DATA:
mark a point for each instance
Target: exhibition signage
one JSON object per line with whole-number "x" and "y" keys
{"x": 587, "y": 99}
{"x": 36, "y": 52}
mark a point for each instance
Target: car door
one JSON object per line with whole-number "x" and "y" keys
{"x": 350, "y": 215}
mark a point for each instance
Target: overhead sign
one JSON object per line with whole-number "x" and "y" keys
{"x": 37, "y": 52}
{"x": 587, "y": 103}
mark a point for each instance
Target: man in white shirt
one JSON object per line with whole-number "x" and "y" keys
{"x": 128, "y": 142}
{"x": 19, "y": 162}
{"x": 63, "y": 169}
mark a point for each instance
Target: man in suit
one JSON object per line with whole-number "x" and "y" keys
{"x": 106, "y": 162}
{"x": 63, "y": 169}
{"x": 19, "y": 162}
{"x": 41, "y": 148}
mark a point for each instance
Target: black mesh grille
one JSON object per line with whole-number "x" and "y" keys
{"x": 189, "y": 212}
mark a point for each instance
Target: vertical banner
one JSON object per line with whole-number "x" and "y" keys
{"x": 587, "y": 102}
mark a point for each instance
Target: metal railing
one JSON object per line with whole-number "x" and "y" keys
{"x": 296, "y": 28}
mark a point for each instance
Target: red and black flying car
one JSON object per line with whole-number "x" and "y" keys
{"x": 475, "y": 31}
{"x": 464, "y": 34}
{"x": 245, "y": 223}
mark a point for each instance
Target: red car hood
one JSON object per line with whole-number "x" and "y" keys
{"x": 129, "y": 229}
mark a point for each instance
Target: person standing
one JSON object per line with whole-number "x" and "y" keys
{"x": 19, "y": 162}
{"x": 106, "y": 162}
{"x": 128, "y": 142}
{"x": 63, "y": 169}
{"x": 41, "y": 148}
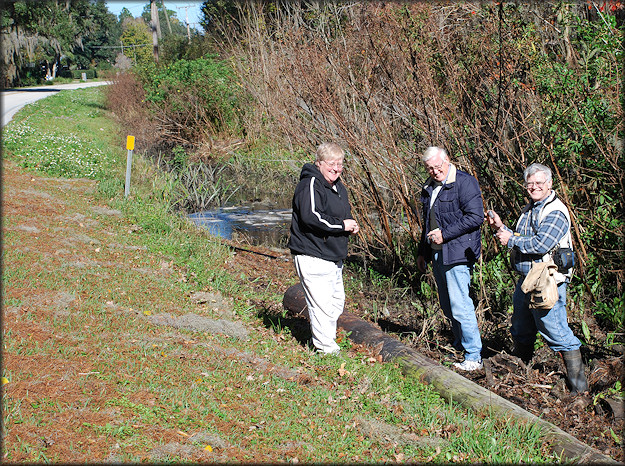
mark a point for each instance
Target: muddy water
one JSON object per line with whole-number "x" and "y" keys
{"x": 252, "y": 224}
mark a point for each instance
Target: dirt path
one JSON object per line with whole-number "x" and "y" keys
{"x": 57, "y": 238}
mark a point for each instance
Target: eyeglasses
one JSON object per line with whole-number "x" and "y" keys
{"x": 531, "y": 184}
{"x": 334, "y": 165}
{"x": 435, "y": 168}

==

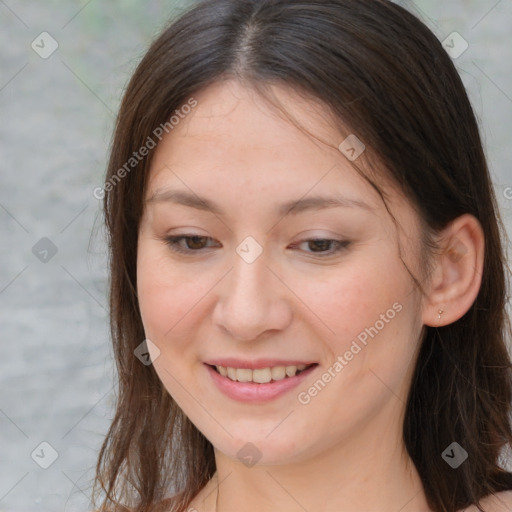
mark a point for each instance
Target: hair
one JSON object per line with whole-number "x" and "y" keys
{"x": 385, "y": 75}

* * *

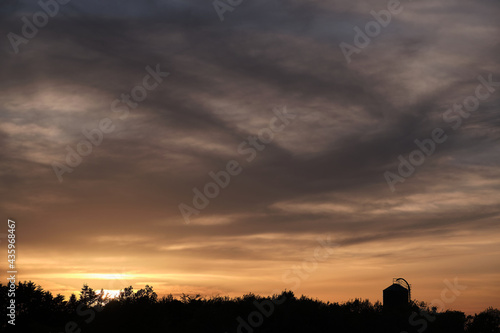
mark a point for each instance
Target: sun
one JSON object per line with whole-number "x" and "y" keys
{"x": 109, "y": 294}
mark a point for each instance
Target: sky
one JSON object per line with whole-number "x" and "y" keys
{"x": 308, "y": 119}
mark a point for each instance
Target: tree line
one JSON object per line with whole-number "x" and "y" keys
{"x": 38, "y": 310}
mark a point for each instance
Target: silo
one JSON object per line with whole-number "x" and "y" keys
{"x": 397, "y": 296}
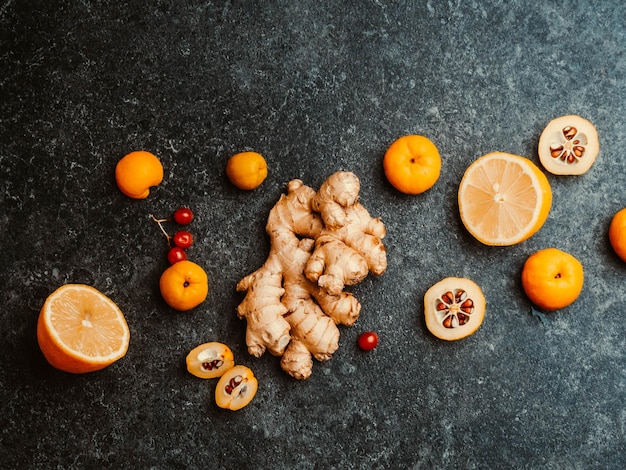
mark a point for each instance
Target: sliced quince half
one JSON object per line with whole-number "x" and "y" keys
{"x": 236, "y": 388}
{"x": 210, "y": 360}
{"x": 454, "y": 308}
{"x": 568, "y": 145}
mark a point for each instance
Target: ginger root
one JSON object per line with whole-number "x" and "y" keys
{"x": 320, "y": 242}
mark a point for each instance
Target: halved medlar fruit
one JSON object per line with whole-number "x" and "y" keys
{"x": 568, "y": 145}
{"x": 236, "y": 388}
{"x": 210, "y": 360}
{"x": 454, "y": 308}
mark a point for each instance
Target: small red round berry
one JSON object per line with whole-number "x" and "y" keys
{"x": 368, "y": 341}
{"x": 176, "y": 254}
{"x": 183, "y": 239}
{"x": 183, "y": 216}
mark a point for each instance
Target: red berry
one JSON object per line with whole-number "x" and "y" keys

WHAT YOU NEED TO DO: Which lines of the records above contain the word "berry"? Report each one in full.

EXERCISE OUTPUT:
Target: small red round berry
Target: red berry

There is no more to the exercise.